» Estratto selezionato:
'''

In questo brano i dialoghi sono molto serrati, è un botta e risposta Giudei-Gesu ed in particolare è un invito a vivere la nostra fede oltre le etichette. I Giudei si pensano salvati per il semplice fatto di essere discendenti di Abramo, ma Gesù mette in luce il fatto che non basti avere questa paternità abramitica: serve, invece, mettere in pratica concretamente il Regno di Dio e le sue opere.

La fede è una continua ricerca che, per sua natura stessa, ha bisogno di rinnovarsi continuamente e di non sentirsi mai “arrivata”. Gesù in questo ci è alleato: Lui proclama una novità rivoluzionaria nel vivere la fede e la nostra vita intera. I Giudei non riconoscono Gesù nella sua umana divinità e questo li allontana da Lui e dal Padre.

Quante volte noi non riusciamo a vedere Dio nella nostra vita? Quante volte non lo riconosciamo in chi e cosa abbiamo intorno? Talvolta anche noi ci comportiamo come i Giudei: ci riteniamo salvi solo per la nostra adesione ai precetti ed al rispetto formale di essi.

Gesù ci sprona a vivere la fede in maniera più incisiva, totalizzante. L’investimento che Gesù richiede è un investimento di tutta la nostra vita: a noi il compito di scoprire i segni dello Spirito che ci conducano alla realizzazione di tale investimento.

 

Signore,
insegnami a essere generoso,
a servirti come lo meriti,
a dare senza contare,
a combattere senza pensiero delle ferite,
a lavorare senza cercare riposo,
a prodigarmi senza aspettare altra ricompensa,
con la coscienza di fare la Tua santa volontà.
(S. Ignazio)

14/03/2020 – Sabato 2ª di Quaresima

Mc 6, 1b-5

In quel tempo. Il Signore Gesù venne nella sua patria e i suoi discepoli lo seguirono. Giunto il sabato, si mise a insegnare nella sinagoga. E molti, ascoltando, rimanevano stupiti e dicevano: «Da dove gli vengono queste cose? E che sapienza è quella che gli è stata data?
E i prodigi come quelli compiuti dalle sue mani? Non è costui il falegname, il figlio di Maria, il fratello di Giacomo, di Ioses, di Giuda e di Simone? E le sue sorelle, non stanno qui da noi?». Ed era per loro motivo di scandalo. Ma Gesù disse loro: «Un profeta non è disprezzato
se non nella sua patria, tra i suoi parenti e in casa sua». E lì non poteva compiere nessun prodigio, ma solo impose le mani a pochi malati e li guarì.

“Sappiamo già tutto di lui”: questo è il riassunto delle osservazioni della folla su Gesù.

'''

» La richiesta: In base all'estratto selezionato, per quale motivo i Giudei si ritengono salvati?

» Righe fornite:

'''

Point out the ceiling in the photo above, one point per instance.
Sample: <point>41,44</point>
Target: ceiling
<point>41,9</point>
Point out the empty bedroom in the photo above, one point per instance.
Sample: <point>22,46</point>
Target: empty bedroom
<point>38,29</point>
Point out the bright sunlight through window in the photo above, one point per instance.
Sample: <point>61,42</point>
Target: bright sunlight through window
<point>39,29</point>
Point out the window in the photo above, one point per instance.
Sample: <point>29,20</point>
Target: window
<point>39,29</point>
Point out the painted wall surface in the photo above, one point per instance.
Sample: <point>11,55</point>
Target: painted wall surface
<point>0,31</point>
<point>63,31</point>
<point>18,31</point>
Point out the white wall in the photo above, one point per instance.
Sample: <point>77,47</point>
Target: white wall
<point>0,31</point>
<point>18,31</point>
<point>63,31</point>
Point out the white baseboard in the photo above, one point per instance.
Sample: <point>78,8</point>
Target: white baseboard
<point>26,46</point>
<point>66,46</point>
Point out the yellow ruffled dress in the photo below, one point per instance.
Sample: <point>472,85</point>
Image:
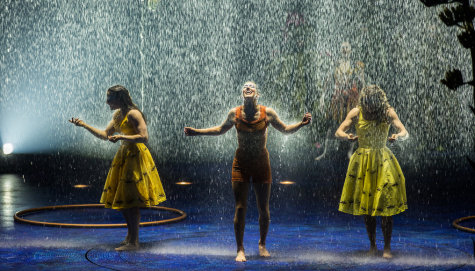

'''

» Risposta al problema: Per il semplice fatto di essere discendenti di Abramo.